» **Çıkarılan metin**:
* * *

Yapay Zeka Çözümünüz İçin En Gerekli Şey: Gerçek Zamanlı Veri
Yapay zeka (AI), son on yılda her iş liderinin dikkatini çekerek endüstrileri dönüştürme vaadiyle öne çıktı. ChatGPT’nin herkesçe bilinen bir isim haline gelmesiyle birlikte, yapay zekanın hayatlarımızı ve işlerimizi nasıl etkilediği ve etkileyeceği konusunda büyük bir ilgi oluştu. Yapay zekanın yaygın olarak önerilen uygulamaları arasında karmaşık görevlerin otomatikleştirilmesi, iş süreçlerinin optimize edilmesi ve hatta insanın karar verme sürecinin taklit edilmesi yer alıyor. Küresel yönetim ve danışmanlık firması McKinsey, yapay zekanın 2030 yılına kadar küresel gayri safi yurt içi hasılaya 13,6 ila 22 trilyon dolar arasında ekonomik değer katabileceğini öngörüyor.
Yapay zekanın sunduğu inovasyon fırsatları yadsınamaz olsa da, birçok işletme hala bu teknolojinin temellerini tam anlamıyla kavrayamıyor. Bugünkü yapay zeka dersimiz için: Yapay zekanın potansiyeli, sürekli gerçek zamanlı veri akışına bağlıdır. Büyük dil modelleri (LLM’ler), gerçek zamanlı verilerin sürekli veri akışları tarafından sağlanan gerçek zamanlı, işe özgü ve son derece bağlamsal bilgi olmadan etkili olamaz.

* * *

» **Sağlanan malzeme**:
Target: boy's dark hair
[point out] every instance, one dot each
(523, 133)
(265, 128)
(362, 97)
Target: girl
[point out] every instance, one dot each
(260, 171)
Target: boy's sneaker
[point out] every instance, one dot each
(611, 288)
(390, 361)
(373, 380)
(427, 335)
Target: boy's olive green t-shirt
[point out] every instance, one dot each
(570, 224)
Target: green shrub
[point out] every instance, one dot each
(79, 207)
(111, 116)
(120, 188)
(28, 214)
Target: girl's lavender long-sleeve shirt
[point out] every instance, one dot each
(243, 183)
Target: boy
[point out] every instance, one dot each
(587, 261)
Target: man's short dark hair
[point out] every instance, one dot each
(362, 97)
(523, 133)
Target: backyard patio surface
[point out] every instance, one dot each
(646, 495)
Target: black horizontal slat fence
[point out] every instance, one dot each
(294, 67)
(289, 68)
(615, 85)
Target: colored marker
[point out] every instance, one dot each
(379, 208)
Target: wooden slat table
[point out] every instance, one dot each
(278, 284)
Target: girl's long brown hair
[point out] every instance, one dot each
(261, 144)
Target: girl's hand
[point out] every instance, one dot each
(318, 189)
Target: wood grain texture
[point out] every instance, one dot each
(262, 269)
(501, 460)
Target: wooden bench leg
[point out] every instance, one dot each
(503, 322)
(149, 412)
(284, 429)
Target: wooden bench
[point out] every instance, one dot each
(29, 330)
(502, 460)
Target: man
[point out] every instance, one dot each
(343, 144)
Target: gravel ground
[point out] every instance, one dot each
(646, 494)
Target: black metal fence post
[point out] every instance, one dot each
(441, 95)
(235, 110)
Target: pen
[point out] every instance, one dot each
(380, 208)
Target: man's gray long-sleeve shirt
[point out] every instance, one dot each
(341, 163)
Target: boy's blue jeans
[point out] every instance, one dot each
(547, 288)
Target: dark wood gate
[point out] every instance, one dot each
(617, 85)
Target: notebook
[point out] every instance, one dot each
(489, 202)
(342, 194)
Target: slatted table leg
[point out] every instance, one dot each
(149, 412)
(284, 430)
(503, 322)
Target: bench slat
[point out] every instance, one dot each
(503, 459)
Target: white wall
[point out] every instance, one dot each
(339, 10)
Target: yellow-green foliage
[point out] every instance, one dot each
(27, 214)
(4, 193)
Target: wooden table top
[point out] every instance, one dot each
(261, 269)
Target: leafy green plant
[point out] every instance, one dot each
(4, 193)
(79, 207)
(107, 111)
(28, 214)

* * *

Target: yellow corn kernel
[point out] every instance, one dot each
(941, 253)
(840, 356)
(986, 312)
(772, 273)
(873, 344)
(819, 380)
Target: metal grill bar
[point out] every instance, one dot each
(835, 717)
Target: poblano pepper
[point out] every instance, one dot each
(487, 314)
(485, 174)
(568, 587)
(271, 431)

* * *

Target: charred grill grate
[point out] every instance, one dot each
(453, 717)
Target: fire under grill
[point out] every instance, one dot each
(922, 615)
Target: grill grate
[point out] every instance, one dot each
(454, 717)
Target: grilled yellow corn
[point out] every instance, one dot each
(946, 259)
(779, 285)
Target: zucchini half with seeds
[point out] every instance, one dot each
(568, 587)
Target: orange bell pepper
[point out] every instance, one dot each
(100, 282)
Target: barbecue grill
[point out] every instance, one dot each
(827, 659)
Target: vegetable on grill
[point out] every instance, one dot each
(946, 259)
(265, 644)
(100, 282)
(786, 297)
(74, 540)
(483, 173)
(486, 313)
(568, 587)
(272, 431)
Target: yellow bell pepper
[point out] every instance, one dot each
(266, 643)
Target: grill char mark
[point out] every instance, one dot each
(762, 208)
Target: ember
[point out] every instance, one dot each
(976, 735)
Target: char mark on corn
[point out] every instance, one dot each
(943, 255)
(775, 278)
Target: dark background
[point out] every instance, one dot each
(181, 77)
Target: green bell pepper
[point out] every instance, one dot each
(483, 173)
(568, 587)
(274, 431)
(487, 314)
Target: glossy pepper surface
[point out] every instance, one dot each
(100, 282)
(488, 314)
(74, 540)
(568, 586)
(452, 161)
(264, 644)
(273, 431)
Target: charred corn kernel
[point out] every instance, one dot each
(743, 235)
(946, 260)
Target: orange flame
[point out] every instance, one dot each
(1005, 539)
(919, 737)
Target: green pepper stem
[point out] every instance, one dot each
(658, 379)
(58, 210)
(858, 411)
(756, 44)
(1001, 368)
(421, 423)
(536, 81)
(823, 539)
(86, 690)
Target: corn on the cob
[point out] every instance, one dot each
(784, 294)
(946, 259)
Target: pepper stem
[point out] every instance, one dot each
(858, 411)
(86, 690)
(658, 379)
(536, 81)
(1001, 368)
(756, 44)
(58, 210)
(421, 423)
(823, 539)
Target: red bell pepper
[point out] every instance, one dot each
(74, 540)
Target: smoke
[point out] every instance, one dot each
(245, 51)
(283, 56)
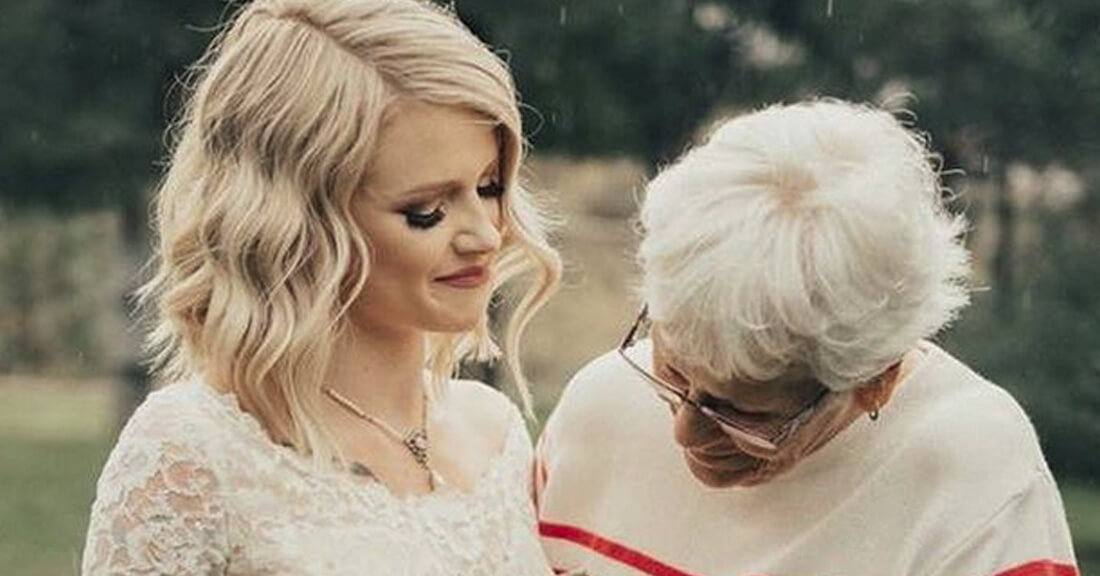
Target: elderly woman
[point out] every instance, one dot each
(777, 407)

* * *

» **Aşağıdakileri tamamlayın**:
• 1. Gerçek zamanlı veri yazısında "Yapay Zeka Çözümünüz" ile başlayıp "değer katabileceğini öngörüyor." ifadesine kadar süren kısmı hiç değiştirmeden alıntılayın.
• 2. Lütfen gerçek zamanlı veri yazısını kaldığı yerden sürdürün.

» **Cevap bölümü**:
• 1.
Yapay Zeka Çözümünüz İçin En Gerekli Şey: Gerçek Zamanlı Veri
Yapay zeka (AI), son on yılda her iş liderinin dikkatini çekerek endüstrileri dönüştürme vaadiyle öne çıktı. ChatGPT’nin herkesçe bilinen bir isim haline gelmesiyle birlikte, yapay zekanın hayatlarımızı ve işlerimizi nasıl etkilediği ve etkileyeceği konusunda büyük bir ilgi oluştu. Yapay zekanın yaygın olarak önerilen uygulamaları arasında karmaşık görevlerin otomatikleştirilmesi, iş süreçlerinin optimize edilmesi ve hatta insanın karar verme sürecinin taklit edilmesi yer alıyor. Küresel yönetim ve danışmanlık firması McKinsey, yapay zekanın 2030 yılına kadar küresel gayri safi yurt içi hasılaya 13,6 ila 22 trilyon dolar arasında ekonomik değer katabileceğini öngörüyor.

• 2.
Yapay zeka algoritmaları, özellikle de makine öğrenmesi modelleri, zorlu, gerçek zamanlı dünyamızda öğrenmek, uyum sağlamak ve güncel kalmak için sürekli yeni veri akışı gerektirir. Çoğu durumda, bir yapay zeka sistemini canlı veri girişlerinden keserseniz, sistemin bilgisi hızla güncelliğini yitirecek ve onu oldukça işe yaramaz hale getirecektir.
Günümüz Dünyasında Gerçek Zamanlı Veriler Nasıl Ortaya Çıkıyor?
Gerçek zamanlı verilerin önemini kolayca iletebilir ve görselleştirebiliriz, ancak bu yeteneği desteklemek için gereken altyapıyı kurmak son derece karmaşıktır. Bu durum, özellikle küresel ve coğrafi olarak dağınık organizasyonlar için geçerlidir. Veri altyapısındaki darboğazlar, bant genişliği sorunları ve veri güvenliği, kuruluşların gerçek zamanlı verileri etkili bir şekilde kullanmasını zorlaştıran engellerdir. Eğer veri altyapınız düzgün kurulmamışsa, bant genişliği problemleri varsa veya ölçeklenebilir değilse, eskiyen veriler önemli sorunlara yol açabilir.
Yapay zeka ve gerçek zamanlı verilerin en kritik uygulamalarından biri olan otonom araçları ele alalım. Kendi kendine giden arabalar, yol koşullarından trafik düzenine, yayaların ve diğer araçların hareketlerine kadar çevreleri hakkında sürekli veri toplamak için birçok sensör ve kameraya güvenir. Gerçek zamanlı veri akışı kısa bir süreliğine bile kesilirse, aracın çevre algısı anında geçerliliğini yitirir. Bu durum, birkaç saniye içinde yoldan geçen bir yayayı, ani bir engeli veya trafik ışığı değişimini gözden kaçırmasına neden olabilir ve felaketle sonuçlanabilir.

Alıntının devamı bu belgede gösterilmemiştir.